* Records provided:
##############################
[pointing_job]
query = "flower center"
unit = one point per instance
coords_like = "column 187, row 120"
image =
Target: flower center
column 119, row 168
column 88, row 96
##############################
* Task requirements: The required output is the exact sequence of lines from the one containing "unit = one point per instance" through the end of the listing, both endpoints included.

* Response:
unit = one point per instance
coords_like = "column 187, row 120"
image =
Target: flower center
column 119, row 168
column 88, row 96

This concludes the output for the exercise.